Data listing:
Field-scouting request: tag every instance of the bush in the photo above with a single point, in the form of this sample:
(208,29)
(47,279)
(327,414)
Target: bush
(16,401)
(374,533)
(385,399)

* [YOUR TASK]
Rewrite the data above, substituting "shrub" for every "bush" and leaving everything else the same.

* [TASK RESPONSE]
Field-scouting request: tag every instance of the shrub in the photo above with a single point, in the form of this sample:
(208,29)
(47,279)
(327,414)
Target: shrub
(16,401)
(374,533)
(385,399)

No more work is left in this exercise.